SET TASK |
Beginning with the line containing "Target: snow surface" and ending with the last line of the records, set down every line exactly.

Dataset records about object locations:
--- BEGIN ---

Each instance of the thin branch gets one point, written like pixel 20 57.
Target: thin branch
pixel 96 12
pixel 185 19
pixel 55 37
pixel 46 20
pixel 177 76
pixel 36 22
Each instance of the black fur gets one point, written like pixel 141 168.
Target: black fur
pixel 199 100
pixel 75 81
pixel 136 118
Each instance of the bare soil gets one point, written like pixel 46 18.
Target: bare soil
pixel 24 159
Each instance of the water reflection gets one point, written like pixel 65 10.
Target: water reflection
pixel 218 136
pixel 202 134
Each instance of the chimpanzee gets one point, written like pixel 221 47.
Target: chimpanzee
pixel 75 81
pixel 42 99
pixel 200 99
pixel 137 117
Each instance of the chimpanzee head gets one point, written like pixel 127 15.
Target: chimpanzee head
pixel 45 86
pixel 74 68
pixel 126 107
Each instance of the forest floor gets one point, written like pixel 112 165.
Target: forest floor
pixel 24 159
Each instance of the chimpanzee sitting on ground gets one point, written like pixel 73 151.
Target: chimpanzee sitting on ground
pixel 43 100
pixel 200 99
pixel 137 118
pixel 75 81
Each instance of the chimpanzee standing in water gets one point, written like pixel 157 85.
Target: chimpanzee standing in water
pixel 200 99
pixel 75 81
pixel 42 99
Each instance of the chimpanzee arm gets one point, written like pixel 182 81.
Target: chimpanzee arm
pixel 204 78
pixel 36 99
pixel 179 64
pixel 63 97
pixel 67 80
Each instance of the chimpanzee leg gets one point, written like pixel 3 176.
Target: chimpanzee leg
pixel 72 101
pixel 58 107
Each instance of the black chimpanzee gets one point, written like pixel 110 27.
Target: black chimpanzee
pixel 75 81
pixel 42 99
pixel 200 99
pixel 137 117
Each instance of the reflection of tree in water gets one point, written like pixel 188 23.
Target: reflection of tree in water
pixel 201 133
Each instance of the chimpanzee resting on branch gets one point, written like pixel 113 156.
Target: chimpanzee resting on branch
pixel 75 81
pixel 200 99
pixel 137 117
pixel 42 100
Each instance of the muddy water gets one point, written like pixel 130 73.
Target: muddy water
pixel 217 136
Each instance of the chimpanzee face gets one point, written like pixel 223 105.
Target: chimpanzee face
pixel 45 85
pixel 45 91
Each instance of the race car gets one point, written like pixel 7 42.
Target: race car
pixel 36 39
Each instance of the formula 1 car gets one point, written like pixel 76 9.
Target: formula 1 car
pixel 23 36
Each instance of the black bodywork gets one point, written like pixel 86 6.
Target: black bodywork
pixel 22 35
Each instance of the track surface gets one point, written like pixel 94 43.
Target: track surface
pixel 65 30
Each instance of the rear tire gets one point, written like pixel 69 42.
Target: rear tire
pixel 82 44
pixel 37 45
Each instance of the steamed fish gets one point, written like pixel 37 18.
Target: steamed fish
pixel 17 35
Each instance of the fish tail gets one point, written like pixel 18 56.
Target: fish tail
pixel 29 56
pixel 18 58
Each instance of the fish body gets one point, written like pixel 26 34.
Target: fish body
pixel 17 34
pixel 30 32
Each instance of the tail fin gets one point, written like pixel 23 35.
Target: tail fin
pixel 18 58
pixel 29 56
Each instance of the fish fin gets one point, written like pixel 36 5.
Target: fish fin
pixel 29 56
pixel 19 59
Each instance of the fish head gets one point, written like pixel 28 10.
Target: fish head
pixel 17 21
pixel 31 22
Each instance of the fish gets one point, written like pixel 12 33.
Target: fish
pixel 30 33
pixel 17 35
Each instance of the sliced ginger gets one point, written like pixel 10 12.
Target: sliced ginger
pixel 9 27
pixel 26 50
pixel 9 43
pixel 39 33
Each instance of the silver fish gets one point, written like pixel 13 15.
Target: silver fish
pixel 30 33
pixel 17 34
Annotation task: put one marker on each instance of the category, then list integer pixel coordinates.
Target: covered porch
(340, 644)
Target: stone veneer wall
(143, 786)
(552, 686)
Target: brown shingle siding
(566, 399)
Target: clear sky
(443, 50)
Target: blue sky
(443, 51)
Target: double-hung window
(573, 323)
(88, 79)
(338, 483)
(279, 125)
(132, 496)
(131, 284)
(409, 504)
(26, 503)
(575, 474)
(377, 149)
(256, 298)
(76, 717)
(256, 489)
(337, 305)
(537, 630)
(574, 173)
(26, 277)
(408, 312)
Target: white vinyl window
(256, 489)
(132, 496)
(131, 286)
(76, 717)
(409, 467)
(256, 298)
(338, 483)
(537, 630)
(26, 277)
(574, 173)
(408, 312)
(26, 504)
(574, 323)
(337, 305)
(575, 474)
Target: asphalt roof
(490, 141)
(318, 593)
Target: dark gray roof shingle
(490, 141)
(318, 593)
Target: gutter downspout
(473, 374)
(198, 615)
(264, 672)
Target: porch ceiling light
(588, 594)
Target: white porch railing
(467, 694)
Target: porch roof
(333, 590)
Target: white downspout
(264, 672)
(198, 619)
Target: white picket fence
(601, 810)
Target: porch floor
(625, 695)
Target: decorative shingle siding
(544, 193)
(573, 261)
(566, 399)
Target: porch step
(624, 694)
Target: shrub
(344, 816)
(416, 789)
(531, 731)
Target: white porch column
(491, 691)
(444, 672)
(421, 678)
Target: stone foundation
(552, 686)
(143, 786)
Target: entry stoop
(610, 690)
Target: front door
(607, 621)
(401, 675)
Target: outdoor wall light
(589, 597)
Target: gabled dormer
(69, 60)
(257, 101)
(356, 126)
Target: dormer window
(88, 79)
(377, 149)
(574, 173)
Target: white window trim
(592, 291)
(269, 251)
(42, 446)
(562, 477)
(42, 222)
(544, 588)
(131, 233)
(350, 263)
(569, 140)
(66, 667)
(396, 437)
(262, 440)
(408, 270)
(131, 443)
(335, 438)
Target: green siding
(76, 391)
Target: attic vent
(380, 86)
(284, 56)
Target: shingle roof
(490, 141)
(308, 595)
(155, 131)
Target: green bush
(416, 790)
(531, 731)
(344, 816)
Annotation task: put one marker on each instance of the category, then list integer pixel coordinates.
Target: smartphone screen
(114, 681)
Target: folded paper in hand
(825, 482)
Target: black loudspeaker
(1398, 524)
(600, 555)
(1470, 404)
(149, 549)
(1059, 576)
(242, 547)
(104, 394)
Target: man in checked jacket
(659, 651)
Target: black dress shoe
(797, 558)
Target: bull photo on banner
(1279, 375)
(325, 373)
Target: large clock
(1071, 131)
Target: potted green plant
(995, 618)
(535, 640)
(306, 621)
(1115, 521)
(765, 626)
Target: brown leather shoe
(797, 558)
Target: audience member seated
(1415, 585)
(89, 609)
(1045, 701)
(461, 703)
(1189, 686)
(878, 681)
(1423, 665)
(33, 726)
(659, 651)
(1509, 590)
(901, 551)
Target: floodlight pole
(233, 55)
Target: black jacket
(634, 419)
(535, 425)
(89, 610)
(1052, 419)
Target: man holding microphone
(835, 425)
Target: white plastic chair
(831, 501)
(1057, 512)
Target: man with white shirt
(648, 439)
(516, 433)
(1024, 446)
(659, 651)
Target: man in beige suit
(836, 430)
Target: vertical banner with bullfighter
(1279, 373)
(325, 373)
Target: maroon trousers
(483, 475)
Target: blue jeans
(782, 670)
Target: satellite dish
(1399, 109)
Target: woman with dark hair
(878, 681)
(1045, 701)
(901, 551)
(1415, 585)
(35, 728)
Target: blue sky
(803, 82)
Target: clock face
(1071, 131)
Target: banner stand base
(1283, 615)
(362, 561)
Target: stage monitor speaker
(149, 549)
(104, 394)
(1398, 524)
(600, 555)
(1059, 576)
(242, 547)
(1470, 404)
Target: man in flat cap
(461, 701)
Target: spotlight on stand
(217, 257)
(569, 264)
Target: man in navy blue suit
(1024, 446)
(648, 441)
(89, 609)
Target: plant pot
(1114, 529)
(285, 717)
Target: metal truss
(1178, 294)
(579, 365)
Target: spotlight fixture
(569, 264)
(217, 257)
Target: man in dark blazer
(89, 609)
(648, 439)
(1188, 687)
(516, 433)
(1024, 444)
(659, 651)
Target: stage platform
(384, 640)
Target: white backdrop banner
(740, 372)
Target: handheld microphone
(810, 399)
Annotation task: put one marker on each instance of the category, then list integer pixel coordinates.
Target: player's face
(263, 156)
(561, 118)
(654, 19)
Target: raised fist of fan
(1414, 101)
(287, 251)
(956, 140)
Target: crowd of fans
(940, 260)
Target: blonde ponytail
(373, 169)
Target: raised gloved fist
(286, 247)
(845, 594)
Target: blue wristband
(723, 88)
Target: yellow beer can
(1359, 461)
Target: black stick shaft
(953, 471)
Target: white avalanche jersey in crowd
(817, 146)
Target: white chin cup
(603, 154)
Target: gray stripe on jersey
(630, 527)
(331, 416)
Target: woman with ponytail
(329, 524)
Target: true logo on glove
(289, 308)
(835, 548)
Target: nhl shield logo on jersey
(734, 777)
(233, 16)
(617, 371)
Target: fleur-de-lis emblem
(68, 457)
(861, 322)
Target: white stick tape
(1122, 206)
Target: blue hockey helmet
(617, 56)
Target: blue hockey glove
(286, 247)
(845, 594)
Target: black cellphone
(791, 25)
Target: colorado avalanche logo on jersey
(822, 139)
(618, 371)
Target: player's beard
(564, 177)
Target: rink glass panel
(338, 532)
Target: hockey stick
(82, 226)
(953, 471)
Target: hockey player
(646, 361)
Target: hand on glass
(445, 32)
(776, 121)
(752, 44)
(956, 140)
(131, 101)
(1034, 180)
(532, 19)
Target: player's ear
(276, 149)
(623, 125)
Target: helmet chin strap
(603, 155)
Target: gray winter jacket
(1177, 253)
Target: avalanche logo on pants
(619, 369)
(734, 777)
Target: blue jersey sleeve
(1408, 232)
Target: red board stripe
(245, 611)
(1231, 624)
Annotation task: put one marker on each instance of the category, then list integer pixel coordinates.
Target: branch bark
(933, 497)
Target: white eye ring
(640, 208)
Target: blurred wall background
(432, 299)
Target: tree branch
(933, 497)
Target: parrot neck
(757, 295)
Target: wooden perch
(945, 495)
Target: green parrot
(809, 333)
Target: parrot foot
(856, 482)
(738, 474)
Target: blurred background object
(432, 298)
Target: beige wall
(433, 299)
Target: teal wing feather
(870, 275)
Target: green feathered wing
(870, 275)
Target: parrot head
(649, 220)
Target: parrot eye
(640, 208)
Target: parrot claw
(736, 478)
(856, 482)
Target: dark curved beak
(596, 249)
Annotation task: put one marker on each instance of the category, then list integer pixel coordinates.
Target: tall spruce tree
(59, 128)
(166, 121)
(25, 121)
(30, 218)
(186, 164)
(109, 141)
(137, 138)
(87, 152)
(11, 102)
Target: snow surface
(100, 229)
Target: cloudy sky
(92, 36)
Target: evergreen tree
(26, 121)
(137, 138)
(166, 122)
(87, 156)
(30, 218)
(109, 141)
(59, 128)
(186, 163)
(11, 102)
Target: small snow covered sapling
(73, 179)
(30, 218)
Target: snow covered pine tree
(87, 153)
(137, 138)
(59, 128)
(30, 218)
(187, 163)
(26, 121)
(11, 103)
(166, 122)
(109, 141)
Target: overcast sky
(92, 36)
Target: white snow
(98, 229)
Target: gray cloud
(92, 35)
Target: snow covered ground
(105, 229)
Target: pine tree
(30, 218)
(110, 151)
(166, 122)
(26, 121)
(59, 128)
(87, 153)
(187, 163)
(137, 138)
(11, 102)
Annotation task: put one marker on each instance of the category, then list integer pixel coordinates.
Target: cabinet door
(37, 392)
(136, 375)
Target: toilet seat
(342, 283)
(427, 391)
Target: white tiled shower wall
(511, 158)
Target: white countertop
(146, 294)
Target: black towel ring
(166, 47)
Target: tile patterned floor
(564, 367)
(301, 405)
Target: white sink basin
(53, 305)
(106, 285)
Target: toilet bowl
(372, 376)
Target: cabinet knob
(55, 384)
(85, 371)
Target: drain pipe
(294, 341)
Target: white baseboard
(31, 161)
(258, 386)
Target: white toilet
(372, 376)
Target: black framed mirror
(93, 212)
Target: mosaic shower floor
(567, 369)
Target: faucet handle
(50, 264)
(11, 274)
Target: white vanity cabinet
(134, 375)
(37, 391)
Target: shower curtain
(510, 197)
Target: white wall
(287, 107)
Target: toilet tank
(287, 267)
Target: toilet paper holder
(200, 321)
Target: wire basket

--- END ---

REPLY TO THE TASK |
Target: snow surface
(100, 229)
Target: cloudy sky
(92, 36)
Target: evergreen tree
(26, 121)
(137, 138)
(166, 122)
(87, 156)
(30, 218)
(109, 141)
(59, 128)
(186, 163)
(11, 102)
Target: small snow covered sapling
(73, 179)
(30, 218)
Target: snow covered pine tree
(87, 153)
(137, 138)
(59, 128)
(30, 218)
(187, 163)
(26, 121)
(11, 103)
(166, 122)
(109, 141)
Target: overcast sky
(92, 36)
Target: white snow
(98, 229)
Target: gray cloud
(92, 35)
Target: snow covered ground
(105, 229)
Target: pine tree
(30, 218)
(110, 151)
(166, 122)
(26, 121)
(59, 128)
(87, 153)
(187, 163)
(137, 138)
(11, 102)
Annotation task: put one marker on each instance of the category, then list integer pixel coordinates.
Target: cabinet door
(37, 392)
(136, 375)
Target: toilet seat
(342, 283)
(427, 391)
Target: white tiled shower wall
(511, 158)
Target: white countertop
(146, 294)
Target: black towel ring
(166, 47)
Target: tile patterned floor
(564, 367)
(301, 405)
Target: white sink basin
(53, 305)
(106, 285)
Target: toilet bowl
(372, 376)
Target: cabinet knob
(55, 384)
(85, 371)
Target: drain pipe
(294, 341)
Target: white baseboard
(31, 161)
(258, 386)
Target: white toilet
(372, 376)
Target: black framed mirror
(93, 212)
Target: mosaic shower floor
(567, 369)
Target: faucet handle
(50, 264)
(11, 274)
Target: white vanity cabinet
(134, 375)
(37, 391)
Target: shower curtain
(510, 197)
Target: white wall
(287, 107)
Target: toilet tank
(287, 267)
Target: toilet paper holder
(200, 321)
Target: wire basket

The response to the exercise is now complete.